Assignment: Whichever lines include the word "below", copy them as they appear in the data.

:: Supplied records

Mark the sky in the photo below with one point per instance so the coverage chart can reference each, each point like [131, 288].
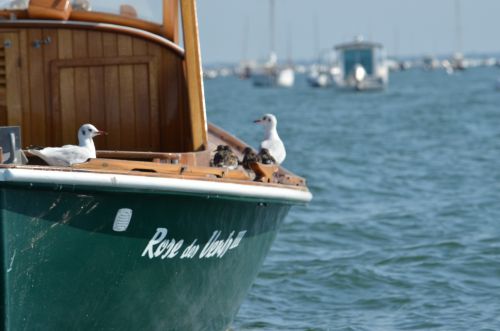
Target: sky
[232, 30]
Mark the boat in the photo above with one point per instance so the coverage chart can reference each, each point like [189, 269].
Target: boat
[271, 74]
[362, 66]
[147, 235]
[430, 63]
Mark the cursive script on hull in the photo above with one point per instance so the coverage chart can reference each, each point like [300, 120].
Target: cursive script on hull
[168, 248]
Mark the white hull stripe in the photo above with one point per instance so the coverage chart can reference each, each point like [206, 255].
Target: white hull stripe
[153, 183]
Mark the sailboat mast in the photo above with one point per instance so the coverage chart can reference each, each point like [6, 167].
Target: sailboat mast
[458, 26]
[272, 26]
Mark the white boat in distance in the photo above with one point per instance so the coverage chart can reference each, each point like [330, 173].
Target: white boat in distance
[271, 74]
[362, 66]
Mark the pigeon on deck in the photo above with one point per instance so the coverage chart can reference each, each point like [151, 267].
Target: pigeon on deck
[70, 154]
[249, 157]
[272, 141]
[224, 157]
[266, 157]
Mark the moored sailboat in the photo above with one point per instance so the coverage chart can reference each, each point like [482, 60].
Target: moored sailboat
[362, 66]
[147, 236]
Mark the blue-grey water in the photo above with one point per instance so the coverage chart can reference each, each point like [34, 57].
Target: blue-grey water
[404, 229]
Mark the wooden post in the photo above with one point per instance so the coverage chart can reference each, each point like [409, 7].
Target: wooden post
[194, 75]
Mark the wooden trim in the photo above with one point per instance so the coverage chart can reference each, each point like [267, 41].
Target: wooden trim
[100, 61]
[83, 16]
[194, 75]
[94, 26]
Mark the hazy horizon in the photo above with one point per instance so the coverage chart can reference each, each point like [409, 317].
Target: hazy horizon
[232, 30]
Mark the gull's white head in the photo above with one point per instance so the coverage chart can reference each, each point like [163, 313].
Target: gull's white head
[269, 121]
[87, 132]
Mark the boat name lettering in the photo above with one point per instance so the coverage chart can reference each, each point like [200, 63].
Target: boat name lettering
[167, 248]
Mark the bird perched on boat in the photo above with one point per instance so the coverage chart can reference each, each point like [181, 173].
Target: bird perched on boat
[266, 157]
[249, 157]
[225, 157]
[272, 141]
[70, 154]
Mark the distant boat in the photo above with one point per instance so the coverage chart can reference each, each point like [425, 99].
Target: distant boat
[362, 66]
[430, 63]
[319, 77]
[271, 74]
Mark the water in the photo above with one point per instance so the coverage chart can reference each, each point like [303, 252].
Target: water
[404, 229]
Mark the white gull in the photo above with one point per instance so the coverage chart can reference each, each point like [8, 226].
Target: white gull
[70, 154]
[272, 141]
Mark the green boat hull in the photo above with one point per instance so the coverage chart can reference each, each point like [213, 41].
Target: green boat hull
[81, 258]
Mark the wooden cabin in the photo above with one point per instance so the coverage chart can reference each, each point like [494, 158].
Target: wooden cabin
[65, 63]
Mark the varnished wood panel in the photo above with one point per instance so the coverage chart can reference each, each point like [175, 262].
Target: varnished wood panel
[112, 92]
[127, 114]
[12, 79]
[131, 87]
[97, 93]
[36, 90]
[50, 53]
[26, 100]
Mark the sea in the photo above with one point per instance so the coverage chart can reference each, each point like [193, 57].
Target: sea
[403, 232]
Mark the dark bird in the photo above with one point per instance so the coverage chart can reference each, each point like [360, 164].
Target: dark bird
[249, 157]
[266, 157]
[224, 157]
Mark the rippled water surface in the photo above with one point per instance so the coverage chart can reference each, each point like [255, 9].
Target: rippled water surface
[404, 229]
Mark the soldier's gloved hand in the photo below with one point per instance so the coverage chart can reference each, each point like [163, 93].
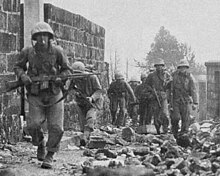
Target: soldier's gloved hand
[194, 107]
[26, 79]
[89, 99]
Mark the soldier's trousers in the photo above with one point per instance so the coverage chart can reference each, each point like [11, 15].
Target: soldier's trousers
[133, 113]
[181, 111]
[40, 113]
[87, 119]
[121, 102]
[146, 113]
[161, 115]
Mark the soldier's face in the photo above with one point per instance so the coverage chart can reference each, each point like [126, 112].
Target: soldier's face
[183, 69]
[159, 67]
[42, 38]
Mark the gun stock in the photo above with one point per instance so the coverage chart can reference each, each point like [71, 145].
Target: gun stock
[11, 85]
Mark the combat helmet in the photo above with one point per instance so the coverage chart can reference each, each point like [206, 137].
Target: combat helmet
[159, 61]
[41, 27]
[143, 75]
[119, 75]
[78, 66]
[134, 79]
[183, 63]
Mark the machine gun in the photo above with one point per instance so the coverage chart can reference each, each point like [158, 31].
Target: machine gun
[12, 85]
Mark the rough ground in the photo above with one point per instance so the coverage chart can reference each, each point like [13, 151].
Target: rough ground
[125, 153]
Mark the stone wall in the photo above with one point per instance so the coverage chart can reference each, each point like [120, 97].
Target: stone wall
[82, 40]
[213, 89]
[9, 47]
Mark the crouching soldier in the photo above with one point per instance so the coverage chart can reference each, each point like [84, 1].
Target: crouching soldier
[183, 95]
[133, 107]
[118, 92]
[88, 95]
[157, 84]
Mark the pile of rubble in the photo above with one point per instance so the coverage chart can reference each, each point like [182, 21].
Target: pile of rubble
[125, 152]
[118, 150]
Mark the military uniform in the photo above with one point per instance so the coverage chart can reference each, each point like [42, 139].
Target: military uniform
[118, 93]
[183, 96]
[157, 85]
[133, 108]
[43, 97]
[142, 94]
[88, 87]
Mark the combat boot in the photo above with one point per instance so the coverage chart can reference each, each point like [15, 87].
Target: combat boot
[41, 151]
[48, 161]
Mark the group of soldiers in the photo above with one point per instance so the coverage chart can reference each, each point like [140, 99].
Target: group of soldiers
[162, 98]
[148, 100]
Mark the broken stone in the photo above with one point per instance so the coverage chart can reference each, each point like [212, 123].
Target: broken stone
[107, 152]
[132, 161]
[100, 156]
[96, 142]
[146, 129]
[88, 153]
[141, 151]
[128, 134]
[179, 164]
[120, 141]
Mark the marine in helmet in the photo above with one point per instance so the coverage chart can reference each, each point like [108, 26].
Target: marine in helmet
[45, 98]
[88, 93]
[133, 107]
[118, 94]
[184, 94]
[157, 84]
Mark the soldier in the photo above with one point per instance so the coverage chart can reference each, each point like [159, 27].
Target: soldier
[133, 107]
[157, 86]
[88, 93]
[117, 92]
[183, 95]
[44, 98]
[141, 97]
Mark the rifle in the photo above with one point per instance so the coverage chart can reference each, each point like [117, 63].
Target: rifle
[158, 100]
[11, 85]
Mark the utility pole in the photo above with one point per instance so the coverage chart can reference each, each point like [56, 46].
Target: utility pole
[116, 60]
[126, 68]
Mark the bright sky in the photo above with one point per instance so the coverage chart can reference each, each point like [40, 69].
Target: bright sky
[131, 25]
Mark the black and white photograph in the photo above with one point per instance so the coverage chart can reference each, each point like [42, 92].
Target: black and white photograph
[110, 88]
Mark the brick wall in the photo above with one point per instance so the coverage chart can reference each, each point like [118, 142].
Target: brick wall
[82, 40]
[9, 47]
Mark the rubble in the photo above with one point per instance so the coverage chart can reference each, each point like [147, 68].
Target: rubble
[121, 151]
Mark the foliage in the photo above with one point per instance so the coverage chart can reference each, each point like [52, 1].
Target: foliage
[167, 47]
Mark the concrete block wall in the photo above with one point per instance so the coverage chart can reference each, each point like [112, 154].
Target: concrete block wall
[82, 40]
[9, 49]
[213, 93]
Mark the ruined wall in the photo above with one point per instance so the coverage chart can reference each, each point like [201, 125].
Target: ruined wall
[82, 40]
[213, 89]
[9, 47]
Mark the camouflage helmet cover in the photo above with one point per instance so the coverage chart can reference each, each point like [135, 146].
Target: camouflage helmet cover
[78, 66]
[134, 79]
[143, 75]
[41, 27]
[159, 61]
[119, 75]
[183, 63]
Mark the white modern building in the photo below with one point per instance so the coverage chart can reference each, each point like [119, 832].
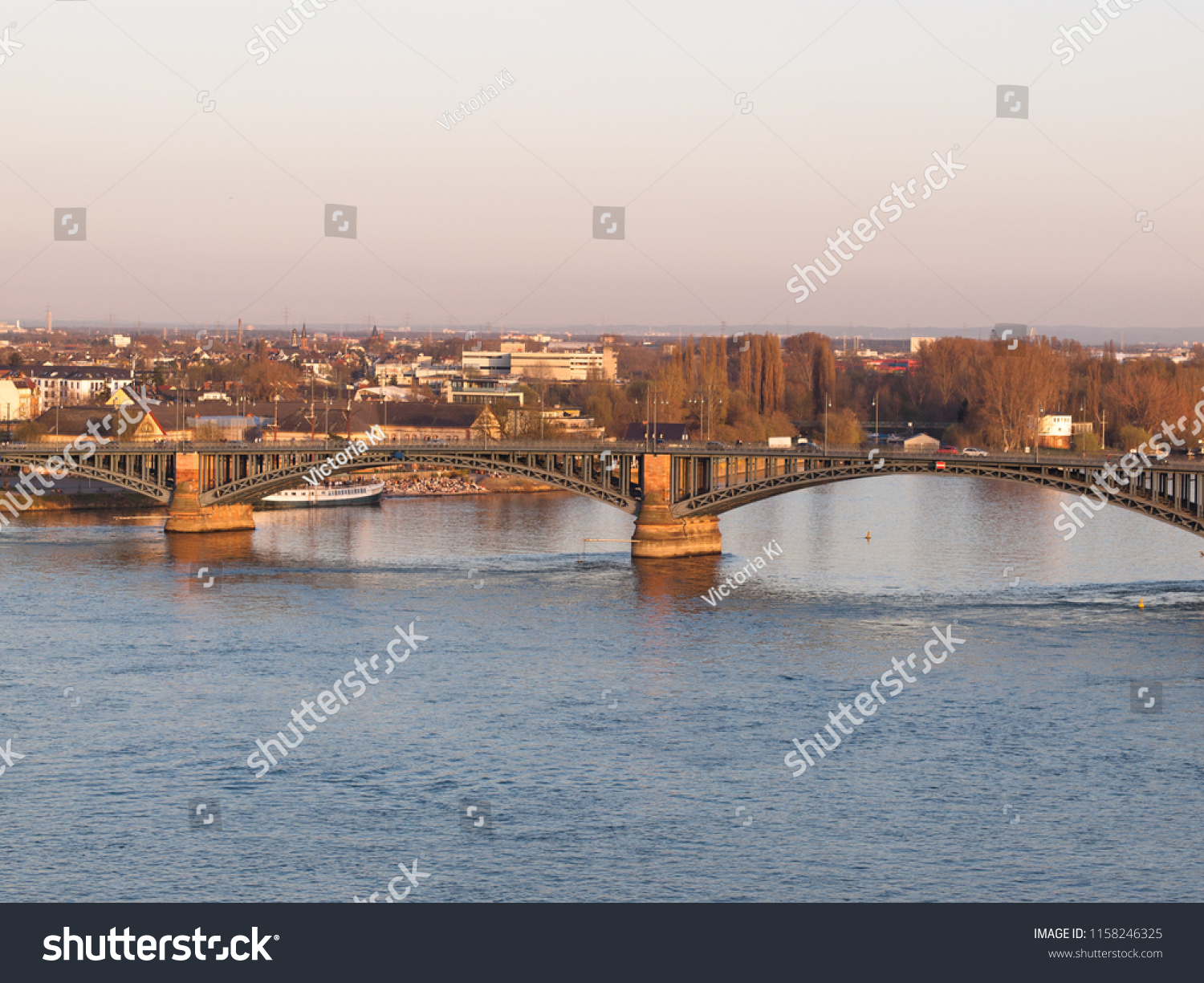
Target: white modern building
[72, 387]
[551, 366]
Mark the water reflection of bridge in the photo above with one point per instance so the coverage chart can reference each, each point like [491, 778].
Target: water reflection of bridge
[677, 494]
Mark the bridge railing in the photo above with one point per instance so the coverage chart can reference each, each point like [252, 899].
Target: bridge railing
[1047, 457]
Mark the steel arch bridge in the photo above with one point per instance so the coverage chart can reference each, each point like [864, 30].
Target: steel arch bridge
[689, 484]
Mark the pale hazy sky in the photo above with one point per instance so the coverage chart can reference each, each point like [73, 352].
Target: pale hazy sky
[200, 217]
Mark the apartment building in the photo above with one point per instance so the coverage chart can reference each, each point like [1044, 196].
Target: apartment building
[77, 385]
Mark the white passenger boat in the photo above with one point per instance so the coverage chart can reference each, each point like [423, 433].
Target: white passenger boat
[324, 496]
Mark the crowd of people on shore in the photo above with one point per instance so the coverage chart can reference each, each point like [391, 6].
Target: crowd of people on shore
[433, 485]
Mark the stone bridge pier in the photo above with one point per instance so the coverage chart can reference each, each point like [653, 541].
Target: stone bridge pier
[185, 514]
[659, 533]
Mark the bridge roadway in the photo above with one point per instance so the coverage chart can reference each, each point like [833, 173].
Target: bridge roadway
[676, 492]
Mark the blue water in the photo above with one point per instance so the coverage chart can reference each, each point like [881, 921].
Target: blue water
[628, 737]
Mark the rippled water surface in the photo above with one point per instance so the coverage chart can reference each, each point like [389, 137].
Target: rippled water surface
[628, 737]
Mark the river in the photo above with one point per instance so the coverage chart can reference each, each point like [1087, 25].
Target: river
[620, 737]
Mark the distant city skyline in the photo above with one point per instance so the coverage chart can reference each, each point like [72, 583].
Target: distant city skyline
[158, 168]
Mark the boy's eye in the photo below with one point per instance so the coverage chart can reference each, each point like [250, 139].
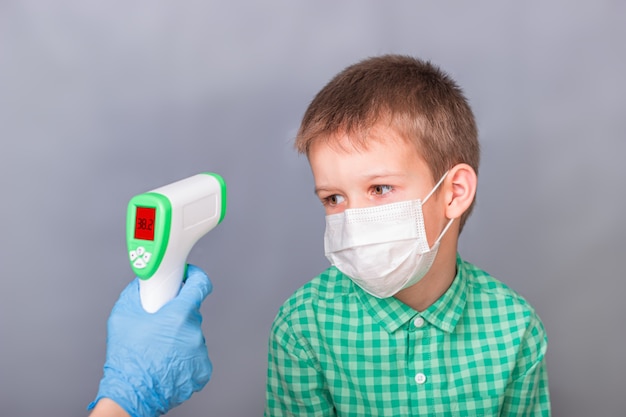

::::

Written response:
Mark the sky in the photo below with one point per instance so the coverage chart can reference each, each point like [131, 288].
Mark the soldier's gloved hand in the photo below with one point per instance so the coverage chart can reference each, each point like [163, 93].
Mark the white modern building in the photo below with one point per instance so the coverage chart can reference each, each point like [119, 832].
Mark the boy's eye in the photo below with one point per instance so the coverage chart can reference each, each point like [250, 139].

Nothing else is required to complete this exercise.